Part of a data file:

• • • • • • •

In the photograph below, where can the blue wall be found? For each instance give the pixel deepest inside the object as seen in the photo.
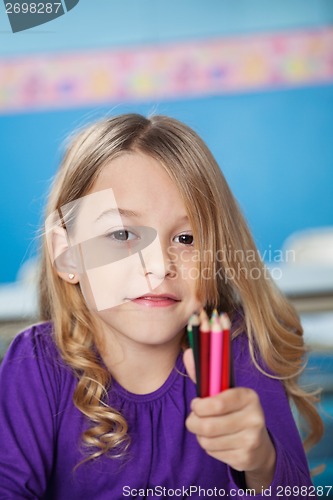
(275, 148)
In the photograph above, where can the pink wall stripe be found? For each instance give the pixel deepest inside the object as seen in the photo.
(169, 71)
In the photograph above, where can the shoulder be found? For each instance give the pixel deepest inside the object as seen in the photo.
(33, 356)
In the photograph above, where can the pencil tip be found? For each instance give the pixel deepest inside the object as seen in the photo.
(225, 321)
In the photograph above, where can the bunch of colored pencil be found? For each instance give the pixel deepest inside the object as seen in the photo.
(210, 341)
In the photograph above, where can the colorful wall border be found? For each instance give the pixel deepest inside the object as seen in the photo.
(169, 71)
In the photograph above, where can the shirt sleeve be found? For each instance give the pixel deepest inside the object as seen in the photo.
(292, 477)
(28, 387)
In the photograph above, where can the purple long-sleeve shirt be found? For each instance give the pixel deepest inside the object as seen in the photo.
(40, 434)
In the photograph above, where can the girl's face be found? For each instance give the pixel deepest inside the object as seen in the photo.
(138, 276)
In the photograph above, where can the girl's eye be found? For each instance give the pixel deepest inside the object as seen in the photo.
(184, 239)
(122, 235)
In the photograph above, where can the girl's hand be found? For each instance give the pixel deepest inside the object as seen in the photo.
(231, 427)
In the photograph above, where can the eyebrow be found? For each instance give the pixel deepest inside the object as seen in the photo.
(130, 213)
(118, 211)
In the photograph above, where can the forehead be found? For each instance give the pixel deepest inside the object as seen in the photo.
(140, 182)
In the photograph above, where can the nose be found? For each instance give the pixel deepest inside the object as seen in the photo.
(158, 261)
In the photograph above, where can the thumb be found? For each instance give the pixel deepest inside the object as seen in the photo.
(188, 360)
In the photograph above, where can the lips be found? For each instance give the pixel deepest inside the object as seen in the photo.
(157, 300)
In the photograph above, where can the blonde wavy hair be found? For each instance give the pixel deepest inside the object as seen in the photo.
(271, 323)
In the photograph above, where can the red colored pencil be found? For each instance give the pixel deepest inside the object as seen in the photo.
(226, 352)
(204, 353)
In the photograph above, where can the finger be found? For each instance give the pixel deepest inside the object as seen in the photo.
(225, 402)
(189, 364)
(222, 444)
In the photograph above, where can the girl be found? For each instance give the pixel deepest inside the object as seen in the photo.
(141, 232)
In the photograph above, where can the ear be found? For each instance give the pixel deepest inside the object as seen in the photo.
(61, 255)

• • • • • • •

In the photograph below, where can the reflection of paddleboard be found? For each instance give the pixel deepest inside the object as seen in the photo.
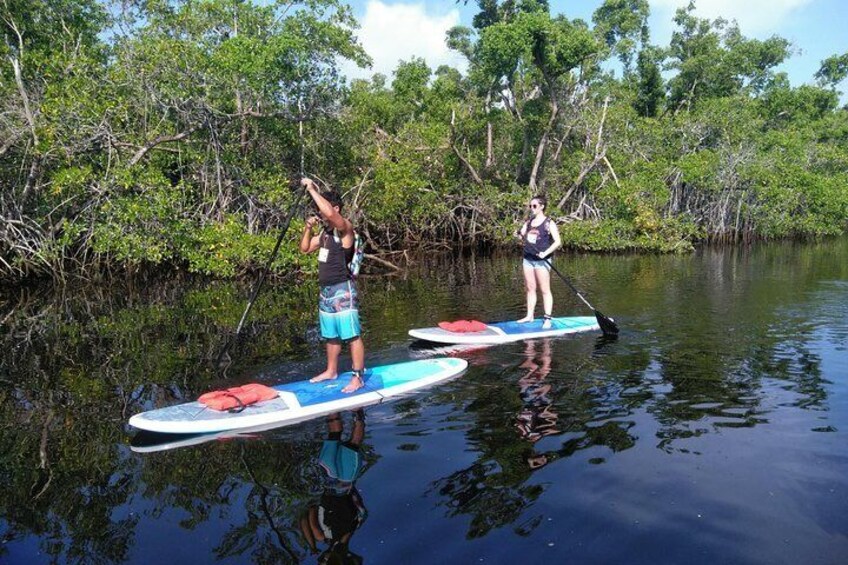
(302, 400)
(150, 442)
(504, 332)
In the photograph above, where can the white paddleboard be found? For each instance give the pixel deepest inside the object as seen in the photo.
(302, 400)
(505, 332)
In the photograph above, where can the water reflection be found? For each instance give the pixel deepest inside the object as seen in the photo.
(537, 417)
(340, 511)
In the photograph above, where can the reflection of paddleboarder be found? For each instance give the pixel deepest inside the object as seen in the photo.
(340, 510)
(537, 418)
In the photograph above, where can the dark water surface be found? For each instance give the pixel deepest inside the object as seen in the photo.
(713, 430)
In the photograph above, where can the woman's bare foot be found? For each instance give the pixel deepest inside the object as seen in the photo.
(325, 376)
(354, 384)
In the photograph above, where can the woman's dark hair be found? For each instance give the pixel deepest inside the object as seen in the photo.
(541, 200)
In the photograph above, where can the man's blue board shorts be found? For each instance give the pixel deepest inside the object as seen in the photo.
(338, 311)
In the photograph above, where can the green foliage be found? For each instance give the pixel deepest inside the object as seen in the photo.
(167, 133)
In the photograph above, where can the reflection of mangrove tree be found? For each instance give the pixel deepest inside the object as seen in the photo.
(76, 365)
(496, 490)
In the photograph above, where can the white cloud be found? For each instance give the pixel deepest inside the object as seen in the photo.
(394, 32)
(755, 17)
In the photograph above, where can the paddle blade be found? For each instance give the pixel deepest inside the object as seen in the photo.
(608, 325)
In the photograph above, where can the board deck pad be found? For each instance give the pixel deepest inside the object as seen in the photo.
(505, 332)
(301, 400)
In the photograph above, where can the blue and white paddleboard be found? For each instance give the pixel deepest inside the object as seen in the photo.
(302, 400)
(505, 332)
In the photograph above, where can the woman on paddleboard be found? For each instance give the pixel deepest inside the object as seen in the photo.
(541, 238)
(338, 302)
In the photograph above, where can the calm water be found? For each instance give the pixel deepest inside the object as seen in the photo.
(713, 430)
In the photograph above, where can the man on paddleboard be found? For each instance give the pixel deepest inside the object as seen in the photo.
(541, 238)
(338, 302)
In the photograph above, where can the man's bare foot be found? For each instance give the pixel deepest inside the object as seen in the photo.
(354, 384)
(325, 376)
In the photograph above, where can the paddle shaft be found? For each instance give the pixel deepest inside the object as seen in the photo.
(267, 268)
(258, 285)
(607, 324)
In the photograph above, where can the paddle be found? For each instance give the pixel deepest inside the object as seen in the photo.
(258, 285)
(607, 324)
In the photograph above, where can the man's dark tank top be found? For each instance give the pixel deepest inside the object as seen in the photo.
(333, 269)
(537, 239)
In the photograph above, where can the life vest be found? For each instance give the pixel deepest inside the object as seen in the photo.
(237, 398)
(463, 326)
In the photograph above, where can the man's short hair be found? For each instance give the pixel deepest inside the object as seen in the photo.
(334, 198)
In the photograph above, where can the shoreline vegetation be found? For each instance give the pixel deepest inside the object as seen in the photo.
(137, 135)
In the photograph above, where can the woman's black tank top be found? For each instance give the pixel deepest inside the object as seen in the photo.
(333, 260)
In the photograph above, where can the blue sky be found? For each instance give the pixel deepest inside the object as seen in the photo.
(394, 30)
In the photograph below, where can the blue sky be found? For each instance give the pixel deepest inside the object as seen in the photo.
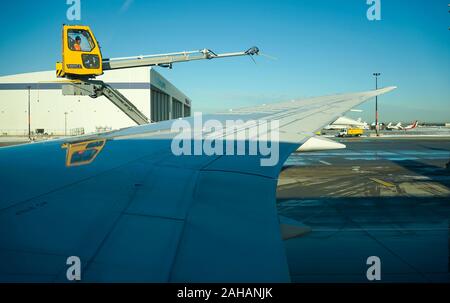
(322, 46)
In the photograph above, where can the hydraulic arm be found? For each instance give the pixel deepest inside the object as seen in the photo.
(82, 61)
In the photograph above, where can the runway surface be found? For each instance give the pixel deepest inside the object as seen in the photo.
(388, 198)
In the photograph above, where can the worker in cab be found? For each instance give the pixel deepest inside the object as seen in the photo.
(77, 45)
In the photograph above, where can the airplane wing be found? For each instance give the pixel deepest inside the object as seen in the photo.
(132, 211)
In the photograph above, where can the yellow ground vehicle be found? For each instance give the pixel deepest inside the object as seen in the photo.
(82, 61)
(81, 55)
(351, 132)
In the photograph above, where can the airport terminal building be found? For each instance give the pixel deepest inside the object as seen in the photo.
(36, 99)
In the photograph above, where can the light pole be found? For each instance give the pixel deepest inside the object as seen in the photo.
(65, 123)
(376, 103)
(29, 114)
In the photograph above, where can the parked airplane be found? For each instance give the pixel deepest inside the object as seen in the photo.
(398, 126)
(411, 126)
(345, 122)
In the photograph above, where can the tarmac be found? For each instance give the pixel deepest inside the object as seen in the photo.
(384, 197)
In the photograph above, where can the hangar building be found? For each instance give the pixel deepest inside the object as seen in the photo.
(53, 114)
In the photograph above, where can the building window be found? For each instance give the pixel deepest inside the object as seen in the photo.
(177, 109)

• • • • • • •

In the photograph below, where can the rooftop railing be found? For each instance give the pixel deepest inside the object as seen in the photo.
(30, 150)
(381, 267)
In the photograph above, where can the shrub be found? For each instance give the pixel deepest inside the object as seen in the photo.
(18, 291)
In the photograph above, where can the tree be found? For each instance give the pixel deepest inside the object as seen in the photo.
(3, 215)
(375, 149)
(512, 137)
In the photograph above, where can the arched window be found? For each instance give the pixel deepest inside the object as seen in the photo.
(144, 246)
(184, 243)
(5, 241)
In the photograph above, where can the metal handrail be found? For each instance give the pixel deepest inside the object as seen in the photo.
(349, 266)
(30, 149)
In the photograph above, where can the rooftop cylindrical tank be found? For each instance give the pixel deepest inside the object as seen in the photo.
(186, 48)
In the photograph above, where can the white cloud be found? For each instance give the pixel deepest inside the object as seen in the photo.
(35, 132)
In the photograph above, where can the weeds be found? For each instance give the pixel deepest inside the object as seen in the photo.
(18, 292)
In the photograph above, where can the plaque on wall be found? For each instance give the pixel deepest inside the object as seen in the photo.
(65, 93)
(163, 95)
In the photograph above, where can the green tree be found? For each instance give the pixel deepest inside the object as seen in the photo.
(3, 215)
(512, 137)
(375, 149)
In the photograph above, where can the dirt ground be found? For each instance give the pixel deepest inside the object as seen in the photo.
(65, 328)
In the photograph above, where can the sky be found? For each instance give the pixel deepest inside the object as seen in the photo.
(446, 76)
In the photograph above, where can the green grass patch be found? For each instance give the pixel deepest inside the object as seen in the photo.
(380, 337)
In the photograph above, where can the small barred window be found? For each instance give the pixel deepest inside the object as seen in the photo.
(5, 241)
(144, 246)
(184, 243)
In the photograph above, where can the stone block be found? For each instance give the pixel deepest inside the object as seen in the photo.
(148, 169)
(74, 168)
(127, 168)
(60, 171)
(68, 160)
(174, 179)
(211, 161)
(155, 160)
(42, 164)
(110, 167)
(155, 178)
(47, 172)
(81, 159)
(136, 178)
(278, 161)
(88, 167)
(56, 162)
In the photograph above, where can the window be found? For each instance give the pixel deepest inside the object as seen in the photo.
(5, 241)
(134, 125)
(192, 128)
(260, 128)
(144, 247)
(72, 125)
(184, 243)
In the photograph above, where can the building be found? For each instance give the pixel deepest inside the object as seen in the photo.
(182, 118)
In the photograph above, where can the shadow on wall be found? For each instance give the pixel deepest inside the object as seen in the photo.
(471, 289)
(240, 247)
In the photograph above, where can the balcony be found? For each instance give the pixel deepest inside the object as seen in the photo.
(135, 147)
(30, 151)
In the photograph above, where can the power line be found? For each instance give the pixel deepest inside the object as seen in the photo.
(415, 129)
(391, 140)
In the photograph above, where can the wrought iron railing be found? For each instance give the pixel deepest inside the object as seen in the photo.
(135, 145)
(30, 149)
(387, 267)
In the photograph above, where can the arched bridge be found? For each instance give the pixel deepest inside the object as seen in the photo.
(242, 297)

• • • • • • •

■ **The exercise**
Collect every line in the data file above that contains the word "surface". Case counts.

■ **Response to the exercise**
In the photograph above, where can the dark water surface be found? For each instance give the pixel deepest inside the object as seen in the photo.
In the photograph above, where can the runway surface be found? For each instance give the pixel deepest inside the object as seen in the photo.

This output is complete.